__Excerpt provided__
In the first part of this study, the optimization was performed on an Agilent Technologies gas chromatograph equipped with a flame ionization detector (Santa Clara, CA, USA) using a DB-5 chromatographic column (30 m × 0.25 mm × 0.25 μm). The oven temperature program was: 40 °C (held for 1 min) followed by heating at 5 °C min-1 to 240 °C. The injector and detector temperatures were 260 °C and 270 °C, respectively. Ultra-pure hydrogen at 1 mL min-1 was used as the carried gas. The injections were performed in splitless mode.

A Shimadzu gas chromatograph equipped with a mass spectrometry detector (Kyoto, Japan; GC-MS QP-2010 Plus) and a Restek Rtx®-5MS chromatographic column (30 m × 0.25 mm × 0.25 μm), obtained from Restek Corporation (Bellefonte, PA, USA), were used in this study for the determination of the volatile profiles and identification of the volatile compounds. The oven temperature program was: 40 °C (held for 1 min) followed by an increase of 5 °C min-1 to 240 °C. The injector temperature was 260 °C and the temperatures of the ion source and the interface were 270 °C and 260 °C, respectively. Ultra-pure helium was used as the carrier gas with a flow of 1 mL min-1. The injection was performed in the splitless mode and the mass spectrometer was operated in electron impact (EI) ion source mode at 70 eV. In this analysis total ion chromatograms (TICs) were obtained. The SPME fiber desorption time was fixed at 25 min to avoid any carryover effect and the analysis of the volatile profile for each sample was performed in duplicate.

__Required task 1__
Summarize the gas chromatography methods excerpt above in two sentences.
__Required task 2__
Answer these questions using the gas chromatography methods excerpt above:
(a) Which chromatographic column was used with the Agilent instrument?
(b) What was the ion source temperature on the Shimadzu instrument?
(c) For how long was the SPME fiber desorbed?
The lines after this point come from a different source.

__Source data__

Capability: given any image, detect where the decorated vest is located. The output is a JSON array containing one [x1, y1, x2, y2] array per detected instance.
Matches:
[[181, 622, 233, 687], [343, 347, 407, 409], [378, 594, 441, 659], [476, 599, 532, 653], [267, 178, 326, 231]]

__Worked answer 1__
The optimization was first performed on an Agilent gas chromatograph with a flame ionization detector and a DB-5 column, using ultra-pure hydrogen and splitless injections. Volatile profiles were then determined and volatile compounds identified on a Shimadzu gas chromatograph with a mass spectrometry detector and a Restek Rtx-5MS column, using helium as the carrier gas and analyzing each sample in duplicate.

__Worked answer 2__
(a) A DB-5 column (30 m × 0.25 mm × 0.25 μm).
(b) 270 °C.
(c) 25 min.